Powell’s great achievement at Blair’s No. 10 was bringing peace to Northern Ireland. He conducted a secret negotiation with the IRA to get them to sign what became the Good Friday Agreement. An RUC officer at the time told me that to keep the talks going, Powell even tipped off the IRA that one of their arms shipments from eastern Europe was being watched. This supposedly allowed the IRA to walk away without losing money or personnel. I’m told Powell has no recollection of anything like this and didn’t get operational intelligence as Downing Street chief of staff. Powell’s allies say there were many such ‘rumours floating around the system’. And anyway, they argue, this would have been a small price to pay for peace.
He has never repudiated the Iraq war. Instead, he has spoken, lightly, of being a ‘redeeming sinner’
Some accuse Powell of romanticising the Republican gunmen. A former intelligence officer said he’d spoken to Powell many times about his clandestine talks and thought he was ‘too impressed by the other side… There’s definitely a slight element, and I don’t want to exaggerate this, of the sexiness of dealing with killers’. Ulster’s ‘securocrats’ were horrified to get reports of Powell jumping into a taxi at Belfast airport with a notorious IRA bomber.
Powell has written that Blair authorised him to go alone to meet the Republicans on their own turf to build trust. Powell’s father, an air vice-marshal, had been shot at by the IRA; his brother, Charles – Margaret Thatcher’s most trusted adviser – had been forced to hide under the cabinet table during an IRA mortar attack. When Powell met the Sinn Fein leaders, Gerry Adams and Martin McGuinness, for the first time, he refused to shake their hands. He would eventually call that ‘a petty gesture I now regret’.
Powell later wrote a book called Talking to Terrorists and this is exactly what he did after leaving office along with Blair. He founded a charity, Intermediate, that worked secret back channels to try to bring an end to conflicts around the globe. In 2015, he proposed talks with Isis. This was not long after Jihadi John had severed the heads of British and American hostages on video. Powell wrote in the Atlantic that ‘once the red mist of rage’ had lifted it was important ‘to think coolly and calmly’ about a long-term strategy for ending the violence. He thought you could split the ‘more moderate’ Isis leaders from those trying to usher in the apocalypse. One source told me Powell had gone on to meet Isis, though he has never confirmed this. He did, apparently, meet Mohamed al Jolani, once al-Qaeda’s leader in Syria, now the country’s President. This is proof, Powell would say, that you should talk to anyone.
Powell’s years of negotiating are a guide to what he will do now as national security adviser. Just after last year’s general election, he said conflict resolution should be a priority for the new Labour government: ‘We can make it our sort-of USP.’ He told a conference at Chatham House that the ‘one opportunity’ provided by Brexit was to make it easier to bring armed groups to Britain for talks. Even when he was at No. 10, he said, he had never been able to get visas for the Hamas leadership, because of EU and other rules. Mediation could largely be done by NGOs or individuals, ‘government steering, not rowing’. Britain could help bring peace to the Sahel, Ethiopia, Sudan, Myanmar and many other places. ‘I find myself apologising for my ancestors everywhere from Myanmar to the Middle East to Nigeria. So, I think we always have a duty to do something.’
This is the new version of liberal interventionism: make the world a better place, but not at the point of a gun. The new two-word doctrine for British foreign policy is ‘progressive realism’, a term coined by the Foreign Secretary David Lammy: idealism plus realpolitik. Britain will now operate in the world as it is, not the world as we would like it to be. The Labour government will hold fast to our values, while also working in the national interest. It will be a good trick if Powell can pull it off: cakeism in foreign policy.
☆ ☆ ☆ ☆ ☆ ☆ ☆
Exercises:
a – Transcribe the portion of the Powell article starting at the words "Powell’s great achievement" and stopping after the words "pay for peace.".
b – Decide whether each statement agrees with the Powell article. Answer yes or no for each, and quote the words of the article that settle it: (i) Powell's father was an air vice-marshal who had been shot at by the IRA. (ii) Powell shook hands with Gerry Adams and Martin McGuinness when he first met them. (iii) Powell coined the term "progressive realism."
c – Summarize the Powell article in three sentences.
The rows placed after the Powell article have no role in any of this work.

Record set:
☆ ☆ ☆ ☆ ☆ ☆ ☆
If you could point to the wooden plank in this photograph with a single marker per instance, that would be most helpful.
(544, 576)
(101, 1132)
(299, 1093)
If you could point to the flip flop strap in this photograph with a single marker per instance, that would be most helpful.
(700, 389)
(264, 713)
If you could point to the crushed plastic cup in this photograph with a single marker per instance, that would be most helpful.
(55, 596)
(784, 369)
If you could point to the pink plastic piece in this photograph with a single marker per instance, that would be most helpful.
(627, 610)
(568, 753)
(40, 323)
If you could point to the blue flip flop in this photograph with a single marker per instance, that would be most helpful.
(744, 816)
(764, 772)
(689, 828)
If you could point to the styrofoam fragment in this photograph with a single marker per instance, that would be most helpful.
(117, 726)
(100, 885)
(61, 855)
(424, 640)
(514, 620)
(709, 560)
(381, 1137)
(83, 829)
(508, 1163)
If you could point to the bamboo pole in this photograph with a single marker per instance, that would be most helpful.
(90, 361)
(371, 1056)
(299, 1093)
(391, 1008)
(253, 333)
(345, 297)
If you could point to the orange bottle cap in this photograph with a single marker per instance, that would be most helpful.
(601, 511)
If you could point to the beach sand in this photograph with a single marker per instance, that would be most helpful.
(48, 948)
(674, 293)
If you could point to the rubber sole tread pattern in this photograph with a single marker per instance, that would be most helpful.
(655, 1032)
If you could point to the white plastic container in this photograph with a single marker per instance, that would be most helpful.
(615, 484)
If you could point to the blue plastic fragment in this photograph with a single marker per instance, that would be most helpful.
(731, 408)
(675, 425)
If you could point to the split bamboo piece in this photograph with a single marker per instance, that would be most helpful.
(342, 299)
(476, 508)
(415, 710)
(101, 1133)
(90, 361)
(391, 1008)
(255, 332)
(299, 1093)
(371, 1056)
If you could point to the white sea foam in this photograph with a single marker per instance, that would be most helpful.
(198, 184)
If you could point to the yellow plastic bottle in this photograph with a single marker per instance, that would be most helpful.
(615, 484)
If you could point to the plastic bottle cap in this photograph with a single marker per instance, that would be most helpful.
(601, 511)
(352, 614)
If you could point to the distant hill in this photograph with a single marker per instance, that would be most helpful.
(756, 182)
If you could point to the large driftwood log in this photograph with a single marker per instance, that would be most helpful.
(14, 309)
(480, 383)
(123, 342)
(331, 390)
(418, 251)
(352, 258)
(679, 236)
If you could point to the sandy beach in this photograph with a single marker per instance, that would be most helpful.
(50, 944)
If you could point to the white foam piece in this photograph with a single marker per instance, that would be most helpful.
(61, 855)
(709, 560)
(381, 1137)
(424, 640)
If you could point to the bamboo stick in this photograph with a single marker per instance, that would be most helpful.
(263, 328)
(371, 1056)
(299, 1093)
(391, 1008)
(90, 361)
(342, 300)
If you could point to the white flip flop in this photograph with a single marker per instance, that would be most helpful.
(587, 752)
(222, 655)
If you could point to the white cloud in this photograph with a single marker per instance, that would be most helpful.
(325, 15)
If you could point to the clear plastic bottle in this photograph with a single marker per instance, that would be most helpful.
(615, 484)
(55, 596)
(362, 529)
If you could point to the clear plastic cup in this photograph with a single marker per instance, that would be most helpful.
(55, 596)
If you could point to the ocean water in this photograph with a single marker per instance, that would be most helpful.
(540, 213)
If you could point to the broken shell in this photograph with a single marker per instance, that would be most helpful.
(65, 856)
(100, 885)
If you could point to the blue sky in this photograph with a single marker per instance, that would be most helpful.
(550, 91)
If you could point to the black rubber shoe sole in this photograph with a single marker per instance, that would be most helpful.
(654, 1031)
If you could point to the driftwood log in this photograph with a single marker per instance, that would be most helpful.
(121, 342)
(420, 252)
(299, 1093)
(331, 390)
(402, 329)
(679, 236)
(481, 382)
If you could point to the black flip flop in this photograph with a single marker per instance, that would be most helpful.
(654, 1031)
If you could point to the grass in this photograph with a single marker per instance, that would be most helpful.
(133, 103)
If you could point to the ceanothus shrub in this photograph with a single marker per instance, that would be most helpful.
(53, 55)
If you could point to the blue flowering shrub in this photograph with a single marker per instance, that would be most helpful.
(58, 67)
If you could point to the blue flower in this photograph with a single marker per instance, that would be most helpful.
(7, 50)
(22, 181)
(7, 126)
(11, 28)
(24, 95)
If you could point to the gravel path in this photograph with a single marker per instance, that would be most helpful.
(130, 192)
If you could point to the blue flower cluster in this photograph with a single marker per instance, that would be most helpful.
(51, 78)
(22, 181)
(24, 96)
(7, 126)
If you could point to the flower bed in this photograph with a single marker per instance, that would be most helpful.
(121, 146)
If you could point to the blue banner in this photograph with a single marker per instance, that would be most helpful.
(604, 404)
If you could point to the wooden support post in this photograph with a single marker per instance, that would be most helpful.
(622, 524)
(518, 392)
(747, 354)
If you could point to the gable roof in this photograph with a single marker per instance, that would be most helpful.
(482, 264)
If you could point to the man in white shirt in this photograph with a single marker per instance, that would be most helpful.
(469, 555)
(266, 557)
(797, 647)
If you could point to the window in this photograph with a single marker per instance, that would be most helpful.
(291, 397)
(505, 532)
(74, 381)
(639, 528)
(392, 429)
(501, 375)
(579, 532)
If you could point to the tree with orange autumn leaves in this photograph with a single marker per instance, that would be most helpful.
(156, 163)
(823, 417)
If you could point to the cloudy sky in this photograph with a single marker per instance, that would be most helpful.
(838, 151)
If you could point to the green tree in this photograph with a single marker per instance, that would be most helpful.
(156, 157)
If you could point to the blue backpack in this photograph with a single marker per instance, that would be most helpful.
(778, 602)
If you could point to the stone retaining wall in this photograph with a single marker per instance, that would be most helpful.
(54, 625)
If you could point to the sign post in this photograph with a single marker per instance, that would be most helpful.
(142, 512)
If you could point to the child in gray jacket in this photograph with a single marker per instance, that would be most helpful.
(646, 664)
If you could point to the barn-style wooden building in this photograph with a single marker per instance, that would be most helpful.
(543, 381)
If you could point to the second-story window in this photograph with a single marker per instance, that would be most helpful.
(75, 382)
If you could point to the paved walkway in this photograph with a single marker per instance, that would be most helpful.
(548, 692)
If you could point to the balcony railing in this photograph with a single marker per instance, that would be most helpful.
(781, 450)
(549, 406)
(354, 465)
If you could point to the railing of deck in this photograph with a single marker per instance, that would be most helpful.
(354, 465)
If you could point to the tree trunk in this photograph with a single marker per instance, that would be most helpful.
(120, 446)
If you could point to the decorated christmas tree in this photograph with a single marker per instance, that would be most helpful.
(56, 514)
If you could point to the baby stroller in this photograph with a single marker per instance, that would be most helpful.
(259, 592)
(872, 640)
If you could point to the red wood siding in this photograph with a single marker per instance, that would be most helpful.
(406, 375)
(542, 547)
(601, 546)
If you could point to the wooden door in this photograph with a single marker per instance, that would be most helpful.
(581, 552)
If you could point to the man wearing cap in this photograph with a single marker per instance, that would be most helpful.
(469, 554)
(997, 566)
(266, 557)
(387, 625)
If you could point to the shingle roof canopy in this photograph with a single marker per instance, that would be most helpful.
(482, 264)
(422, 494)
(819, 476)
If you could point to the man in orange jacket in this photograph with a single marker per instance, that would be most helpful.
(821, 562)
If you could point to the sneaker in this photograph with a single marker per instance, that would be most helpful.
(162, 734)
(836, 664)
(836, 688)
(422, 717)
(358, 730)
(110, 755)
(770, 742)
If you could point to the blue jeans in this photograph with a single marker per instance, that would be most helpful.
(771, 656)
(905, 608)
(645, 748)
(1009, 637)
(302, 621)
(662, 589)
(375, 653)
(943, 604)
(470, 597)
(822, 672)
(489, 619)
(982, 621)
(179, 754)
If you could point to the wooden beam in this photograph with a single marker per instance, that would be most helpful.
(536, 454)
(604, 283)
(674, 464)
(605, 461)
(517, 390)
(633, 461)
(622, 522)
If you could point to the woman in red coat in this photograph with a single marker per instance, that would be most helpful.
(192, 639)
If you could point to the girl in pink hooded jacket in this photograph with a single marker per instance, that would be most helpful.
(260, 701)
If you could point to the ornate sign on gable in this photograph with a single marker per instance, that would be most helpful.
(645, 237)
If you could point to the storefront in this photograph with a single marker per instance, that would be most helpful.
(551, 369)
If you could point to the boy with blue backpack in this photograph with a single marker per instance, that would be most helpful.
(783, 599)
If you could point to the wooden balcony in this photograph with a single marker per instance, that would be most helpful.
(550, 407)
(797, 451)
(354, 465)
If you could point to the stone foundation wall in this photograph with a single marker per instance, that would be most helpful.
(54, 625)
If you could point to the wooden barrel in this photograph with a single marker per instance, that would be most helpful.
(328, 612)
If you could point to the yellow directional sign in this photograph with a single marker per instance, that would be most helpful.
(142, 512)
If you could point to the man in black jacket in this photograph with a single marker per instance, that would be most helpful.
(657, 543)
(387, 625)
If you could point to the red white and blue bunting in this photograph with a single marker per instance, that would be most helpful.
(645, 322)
☆ ☆ ☆ ☆ ☆ ☆ ☆
Solutions to each task:
a –
Powell’s great achievement at Blair’s No. 10 was bringing peace to Northern Ireland. He conducted a secret negotiation with the IRA to get them to sign what became the Good Friday Agreement. An RUC officer at the time told me that to keep the talks going, Powell even tipped off the IRA that one of their arms shipments from eastern Europe was being watched. This supposedly allowed the IRA to walk away without losing money or personnel. I’m told Powell has no recollection of anything like this and didn’t get operational intelligence as Downing Street chief of staff. Powell’s allies say there were many such ‘rumours floating around the system’. And anyway, they argue, this would have been a small price to pay for peace.

b –
(i) Yes: "Powell’s father, an air vice-marshal, had been shot at by the IRA"
(ii) No: "he refused to shake their hands"
(iii) No: "a term coined by the Foreign Secretary David Lammy"

c – Powell's great achievement at Blair's No. 10 was bringing peace to Northern Ireland through a secret negotiation with the IRA that produced the Good Friday Agreement. After leaving office he founded a charity, Intermediate, that worked secret back channels to try to end conflicts around the globe, and in 2015 he proposed talks with Isis. As national security adviser, he has said conflict resolution should be a priority for the new Labour government, whose foreign policy doctrine is David Lammy's "progressive realism."